**EXERCISE SET**
- a) From the passage on AUV kinematics, echo the text starting with "The angular velocity in the inertial" and going on through "in equation (4)".
- b) According to the passage on AUV kinematics, in which frame system are state quantities such as velocity and acceleration measured?

**DOCUMENT PASSAGE**
Begin

The state quantities of AUV such as velocity and acceleration are measured in the body-fixed frame system. The control vector of the AUV is generated by the motion controller, and the path and velocity of the AUV obtained in the inertial frame system need to be converted into the body-fixed frame system.

For the convenience of calculation, the position and angle information of the AUV are described in the inertial frame system, and the speed and angular velocity information are expressed in the carrier coordinate system, as described below^24,25

η_{1} = {[x, y, z]}^{T}; η_{2} = {[φ, θ, ψ]}^{T}; η = {[η_{1}^{T}, η_{2}^{T}]}^{T}

V_{1} = {[u, v, w]}^{T}; V_{2} = {[p, q, r]}^{T}; V = {[V_{1}^{T}, V_{2}^{T}]}^{T}

τ_{1} = {[X, Y, Z]}^{T}; τ_{2} = {[K, M, N]}^{T}; τ = {[τ_{1}^{T}, τ_{2}^{T}]}^{T}

The position under the inertial frame system and the velocity in the body-fixed frame system are transformed as follows

{\dot{η}}_{1} = J_{1} (η_{2}) V_{1}

Reverse conversion to get the speed value:

V_{1} = J_{1}^{- 1} (η_{2}) {\dot{η}}_{1}

where

\begin{matrix} J_{1} (η_{2}) = [\begin{matrix} cos ψ cos θ & - sin ψ cos φ + cos ψ sin θ sin φ & ​ \\ sin ψ cos θ & cos ψ cos φ + sin ψ sin θ sin φ & ​ \\ - sin θ & cos θ sin φ & ​ \end{matrix} \\ \begin{matrix} sin ψ sin φ + cos ψ cos φ sin θ \\ - cos ψ sin φ + sin θ sin ψ cos φ \\ cos θ cos φ \end{matrix}] \end{matrix}

The angular velocity in the inertial frame system and the angular velocity in the body-fixed frame system are transformed as follows

{\dot{η}}_{2} = J_{2} (η_{2}) V_{2}

where

J_{2} (η_{2}) = [\begin{matrix} 1 & sin φ tan θ & cos φ tan θ \\ 0 & cos φ & - sin φ \\ 0 & sin φ / cos θ & cos φ / cos θ \end{matrix}]

In summary, the AUV kinematics equation is obtained, as shown in equation (4)

End

(Excerpts of pointing data)

Begin

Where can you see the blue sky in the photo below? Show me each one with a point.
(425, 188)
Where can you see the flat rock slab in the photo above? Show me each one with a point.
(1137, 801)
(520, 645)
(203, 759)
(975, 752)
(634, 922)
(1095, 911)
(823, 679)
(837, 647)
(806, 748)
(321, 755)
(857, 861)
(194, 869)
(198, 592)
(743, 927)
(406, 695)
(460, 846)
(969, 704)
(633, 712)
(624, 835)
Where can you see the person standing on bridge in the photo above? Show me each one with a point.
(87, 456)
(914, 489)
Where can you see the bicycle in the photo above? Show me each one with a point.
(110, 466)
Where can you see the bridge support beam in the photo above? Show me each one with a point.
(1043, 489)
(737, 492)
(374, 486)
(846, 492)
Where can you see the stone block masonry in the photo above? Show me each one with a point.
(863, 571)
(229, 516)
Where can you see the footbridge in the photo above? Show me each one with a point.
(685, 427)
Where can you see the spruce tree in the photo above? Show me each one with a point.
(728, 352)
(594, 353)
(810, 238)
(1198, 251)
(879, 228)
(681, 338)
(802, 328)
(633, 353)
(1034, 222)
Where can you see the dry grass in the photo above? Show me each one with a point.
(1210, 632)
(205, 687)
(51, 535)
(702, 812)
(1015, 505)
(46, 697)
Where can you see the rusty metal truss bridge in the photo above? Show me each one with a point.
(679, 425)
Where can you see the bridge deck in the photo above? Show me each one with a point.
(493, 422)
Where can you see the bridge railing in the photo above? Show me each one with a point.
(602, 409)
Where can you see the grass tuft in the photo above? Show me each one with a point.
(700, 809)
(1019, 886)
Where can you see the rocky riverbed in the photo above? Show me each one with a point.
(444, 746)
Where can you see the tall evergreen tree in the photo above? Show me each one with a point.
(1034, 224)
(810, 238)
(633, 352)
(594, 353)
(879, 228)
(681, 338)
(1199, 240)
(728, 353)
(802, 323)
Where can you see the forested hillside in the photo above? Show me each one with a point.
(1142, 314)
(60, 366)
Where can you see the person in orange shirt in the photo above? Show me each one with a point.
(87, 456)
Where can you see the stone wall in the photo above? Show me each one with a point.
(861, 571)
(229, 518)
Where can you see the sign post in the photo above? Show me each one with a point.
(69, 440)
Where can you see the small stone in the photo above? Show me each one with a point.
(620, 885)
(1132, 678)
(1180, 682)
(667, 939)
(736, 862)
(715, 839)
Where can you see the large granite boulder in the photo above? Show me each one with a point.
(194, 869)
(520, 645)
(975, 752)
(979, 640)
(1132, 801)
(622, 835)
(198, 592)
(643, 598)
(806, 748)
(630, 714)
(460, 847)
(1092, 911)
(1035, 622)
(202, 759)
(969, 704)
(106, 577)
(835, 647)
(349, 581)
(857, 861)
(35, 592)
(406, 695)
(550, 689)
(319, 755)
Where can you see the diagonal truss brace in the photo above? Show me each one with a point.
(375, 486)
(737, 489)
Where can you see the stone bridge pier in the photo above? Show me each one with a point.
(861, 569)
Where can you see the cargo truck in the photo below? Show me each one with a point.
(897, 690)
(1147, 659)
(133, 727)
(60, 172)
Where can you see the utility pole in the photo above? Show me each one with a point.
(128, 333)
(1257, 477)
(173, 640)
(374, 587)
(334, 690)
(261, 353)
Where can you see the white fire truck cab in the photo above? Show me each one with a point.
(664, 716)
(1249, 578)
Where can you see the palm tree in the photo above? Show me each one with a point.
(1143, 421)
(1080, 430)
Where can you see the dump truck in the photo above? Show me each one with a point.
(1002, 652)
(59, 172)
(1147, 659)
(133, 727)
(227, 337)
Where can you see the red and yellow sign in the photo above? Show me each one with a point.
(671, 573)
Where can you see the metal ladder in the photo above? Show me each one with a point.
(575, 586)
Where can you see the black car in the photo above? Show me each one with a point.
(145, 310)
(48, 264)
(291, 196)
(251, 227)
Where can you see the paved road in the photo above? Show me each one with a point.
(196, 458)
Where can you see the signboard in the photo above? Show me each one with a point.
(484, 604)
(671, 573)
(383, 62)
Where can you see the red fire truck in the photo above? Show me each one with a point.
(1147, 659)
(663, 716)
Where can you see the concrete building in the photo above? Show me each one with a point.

End

**RESPONSES TO THE EXERCISE**
- a)
The angular velocity in the inertial frame system and the angular velocity in the body-fixed frame system are transformed as follows

{\dot{η}}_{2} = J_{2} (η_{2}) V_{2}

where

J_{2} (η_{2}) = [\begin{matrix} 1 & sin φ tan θ & cos φ tan θ \\ 0 & cos φ & - sin φ \\ 0 & sin φ / cos θ & cos φ / cos θ \end{matrix}]

In summary, the AUV kinematics equation is obtained, as shown in equation (4)

- b) They are measured in the body-fixed frame system.